Given problem 1:
List every actor named in the article on Sulle Sathya.
Given problem 2:
According to the article on Sulle Sathya, why is Guy De Maupassant credited with the story of the film?
Given problem 3:
What running time does the article on Sulle Sathya give for the film?

Given text:

- Directed by: Akash Srivatsa
- Written by: Akash Srivatsa Santhosh G Abhijith Ramesh
- Screenplay by: Akash Srivatsa
- Story by: Guy De Maupassant
- Produced by: Ravi Kashyap Vibha Kashyap Productions
- Starring: Mahesh M A Harleen Rekhi Amitha Rao Rajendra Karanth
- Cinematography: Shreesha Kuduvalli
- Edited by: 6 Face Studios
- Music by: Priyadarshan Subramanian
- Release date: 2013;
- Running time: 39 minutes
- Country: India
- Language: Kannada

= Sulle Sathya =

Sulle Sathya : The Real Lie is a 2013 Kannada short film directed by Akash Srivatsa and produced by Ravi Kashyap for Vibha Kashyap Productions. The movie stars Mahesh M A, Harleen Rekhi, and Amitha Rao in lead roles and senior theatre actor Rajendra Karanth in a supporting role. The background music of the movie is scored by Priyadarshan Subramanian. The songs for the film were composed by many young composers who came together for the first time. Based on the short story "The False Gems" by Guy De Maupassant, Sulle Sathya is a gripping tale about human relationships in urban Bangalore.

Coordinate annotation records
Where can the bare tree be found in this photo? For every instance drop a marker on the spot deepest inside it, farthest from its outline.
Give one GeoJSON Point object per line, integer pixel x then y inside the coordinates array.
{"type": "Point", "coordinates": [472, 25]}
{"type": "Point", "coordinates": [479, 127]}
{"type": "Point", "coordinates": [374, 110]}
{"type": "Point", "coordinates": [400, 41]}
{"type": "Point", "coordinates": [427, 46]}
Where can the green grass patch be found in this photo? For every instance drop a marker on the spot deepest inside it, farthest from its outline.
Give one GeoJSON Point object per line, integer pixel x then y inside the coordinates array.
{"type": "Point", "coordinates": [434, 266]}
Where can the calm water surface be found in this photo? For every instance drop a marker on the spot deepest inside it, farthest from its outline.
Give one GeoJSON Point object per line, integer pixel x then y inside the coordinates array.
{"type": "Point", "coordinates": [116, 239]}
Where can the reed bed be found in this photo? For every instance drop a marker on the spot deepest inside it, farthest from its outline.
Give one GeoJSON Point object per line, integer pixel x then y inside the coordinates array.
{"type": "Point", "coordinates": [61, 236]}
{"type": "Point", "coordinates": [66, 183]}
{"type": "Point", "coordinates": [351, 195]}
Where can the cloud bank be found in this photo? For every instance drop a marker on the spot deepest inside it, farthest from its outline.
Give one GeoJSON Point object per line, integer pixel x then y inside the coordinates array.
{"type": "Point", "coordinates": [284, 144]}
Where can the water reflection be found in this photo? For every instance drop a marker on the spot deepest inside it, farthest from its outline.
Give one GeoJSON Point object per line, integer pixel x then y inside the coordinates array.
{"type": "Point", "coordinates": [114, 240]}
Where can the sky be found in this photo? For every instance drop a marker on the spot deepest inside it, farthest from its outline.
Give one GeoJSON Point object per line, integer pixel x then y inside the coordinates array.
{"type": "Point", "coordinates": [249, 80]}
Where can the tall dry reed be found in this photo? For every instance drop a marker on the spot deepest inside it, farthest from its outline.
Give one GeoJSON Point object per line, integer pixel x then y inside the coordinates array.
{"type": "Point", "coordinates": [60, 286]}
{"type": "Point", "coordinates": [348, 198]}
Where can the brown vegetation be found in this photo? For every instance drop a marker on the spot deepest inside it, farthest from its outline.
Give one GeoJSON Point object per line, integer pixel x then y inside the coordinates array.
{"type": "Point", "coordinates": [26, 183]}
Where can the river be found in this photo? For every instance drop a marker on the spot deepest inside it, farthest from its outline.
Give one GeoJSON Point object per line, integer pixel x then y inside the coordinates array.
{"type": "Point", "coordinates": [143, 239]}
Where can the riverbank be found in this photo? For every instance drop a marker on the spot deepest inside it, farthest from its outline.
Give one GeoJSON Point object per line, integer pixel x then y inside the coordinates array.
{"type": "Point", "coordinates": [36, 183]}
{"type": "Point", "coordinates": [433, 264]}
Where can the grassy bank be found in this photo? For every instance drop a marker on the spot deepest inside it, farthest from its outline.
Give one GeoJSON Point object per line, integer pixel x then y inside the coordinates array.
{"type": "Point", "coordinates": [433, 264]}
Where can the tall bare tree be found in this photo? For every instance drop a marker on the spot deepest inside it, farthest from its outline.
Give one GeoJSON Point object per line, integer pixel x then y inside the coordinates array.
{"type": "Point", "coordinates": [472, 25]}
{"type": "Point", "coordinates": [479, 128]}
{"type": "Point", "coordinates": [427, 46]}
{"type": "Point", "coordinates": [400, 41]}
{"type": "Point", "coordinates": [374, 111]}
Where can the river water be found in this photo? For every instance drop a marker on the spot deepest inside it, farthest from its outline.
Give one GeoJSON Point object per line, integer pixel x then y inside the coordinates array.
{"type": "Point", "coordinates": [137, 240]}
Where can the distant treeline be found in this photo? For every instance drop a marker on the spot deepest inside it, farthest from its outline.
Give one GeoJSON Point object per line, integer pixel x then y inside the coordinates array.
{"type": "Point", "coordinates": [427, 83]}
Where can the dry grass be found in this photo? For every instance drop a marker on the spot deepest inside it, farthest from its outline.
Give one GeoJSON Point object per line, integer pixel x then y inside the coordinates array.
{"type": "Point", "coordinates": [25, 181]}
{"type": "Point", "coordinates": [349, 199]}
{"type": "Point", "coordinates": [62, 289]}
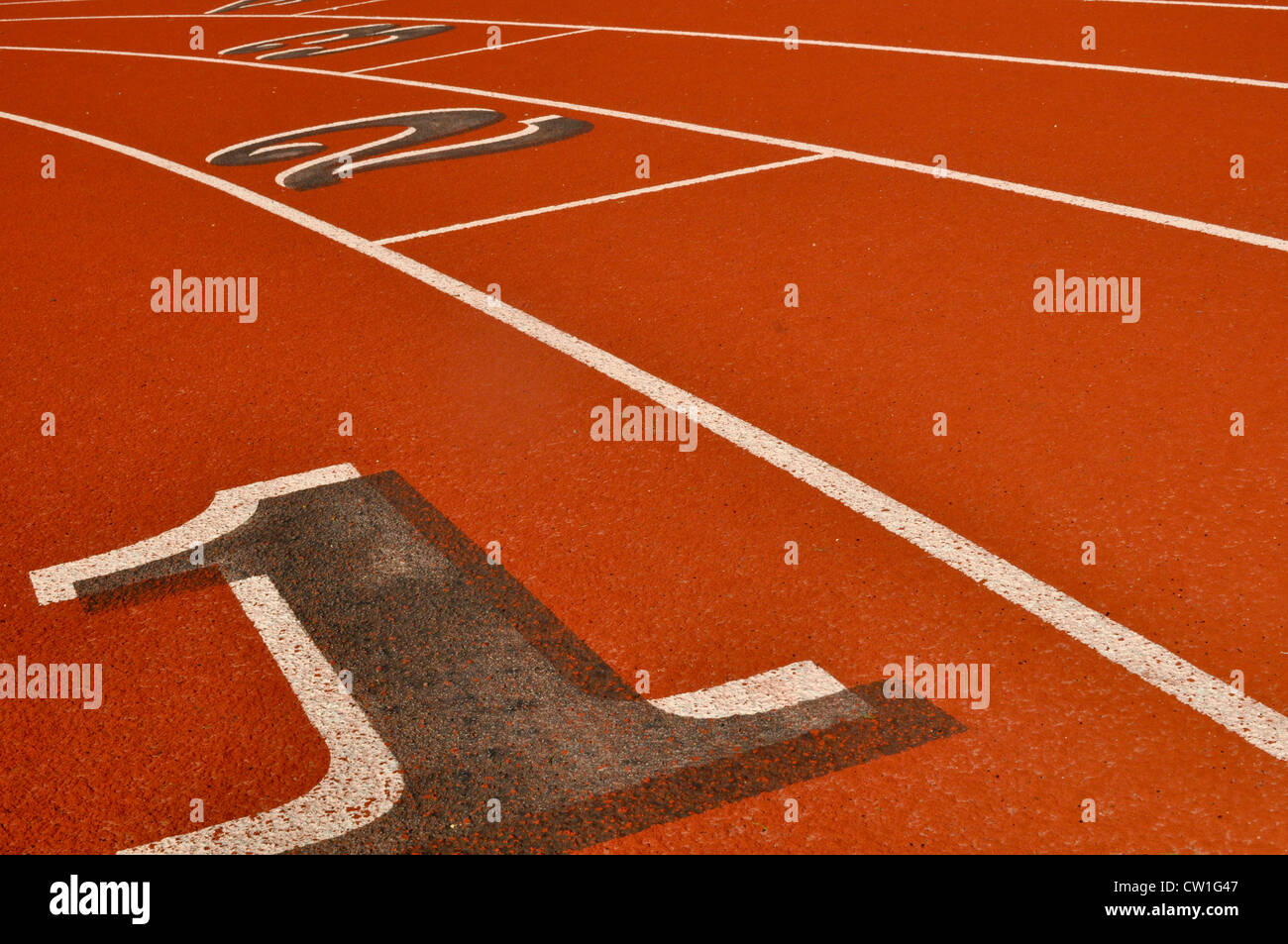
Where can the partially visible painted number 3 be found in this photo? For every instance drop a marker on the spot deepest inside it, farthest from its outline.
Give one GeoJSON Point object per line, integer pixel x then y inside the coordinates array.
{"type": "Point", "coordinates": [413, 128]}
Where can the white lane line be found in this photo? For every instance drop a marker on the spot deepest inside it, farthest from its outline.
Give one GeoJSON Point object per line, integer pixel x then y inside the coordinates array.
{"type": "Point", "coordinates": [778, 687]}
{"type": "Point", "coordinates": [362, 781]}
{"type": "Point", "coordinates": [465, 52]}
{"type": "Point", "coordinates": [1196, 3]}
{"type": "Point", "coordinates": [605, 198]}
{"type": "Point", "coordinates": [1245, 717]}
{"type": "Point", "coordinates": [227, 510]}
{"type": "Point", "coordinates": [930, 170]}
{"type": "Point", "coordinates": [836, 44]}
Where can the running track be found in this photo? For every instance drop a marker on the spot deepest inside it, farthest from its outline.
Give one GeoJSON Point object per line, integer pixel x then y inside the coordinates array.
{"type": "Point", "coordinates": [915, 297]}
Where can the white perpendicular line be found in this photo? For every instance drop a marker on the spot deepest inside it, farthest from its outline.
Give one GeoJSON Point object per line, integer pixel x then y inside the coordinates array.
{"type": "Point", "coordinates": [227, 510]}
{"type": "Point", "coordinates": [926, 168]}
{"type": "Point", "coordinates": [778, 687]}
{"type": "Point", "coordinates": [1247, 717]}
{"type": "Point", "coordinates": [467, 52]}
{"type": "Point", "coordinates": [605, 198]}
{"type": "Point", "coordinates": [362, 781]}
{"type": "Point", "coordinates": [743, 38]}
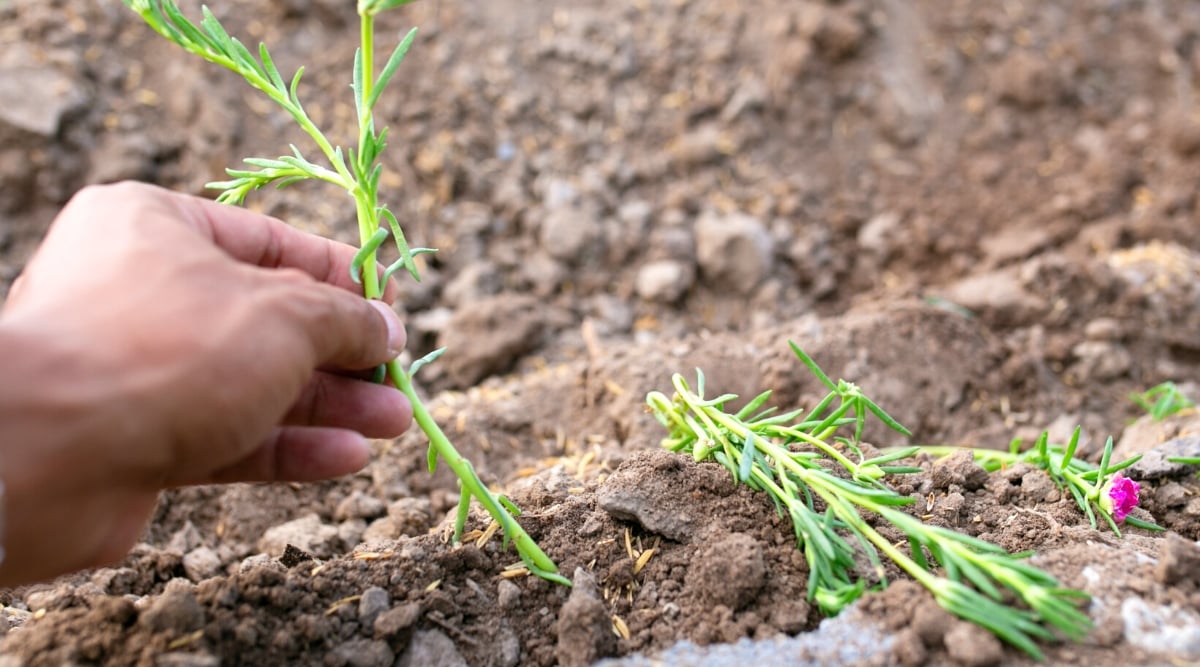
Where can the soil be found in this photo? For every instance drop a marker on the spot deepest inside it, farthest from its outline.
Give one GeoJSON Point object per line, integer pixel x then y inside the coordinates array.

Answer 1:
Mahesh M A, Harleen Rekhi, Amitha Rao, and Rajendra Karanth.

Answer 2:
He is credited because the film is based on his short story "The False Gems."

Answer 3:
39 minutes.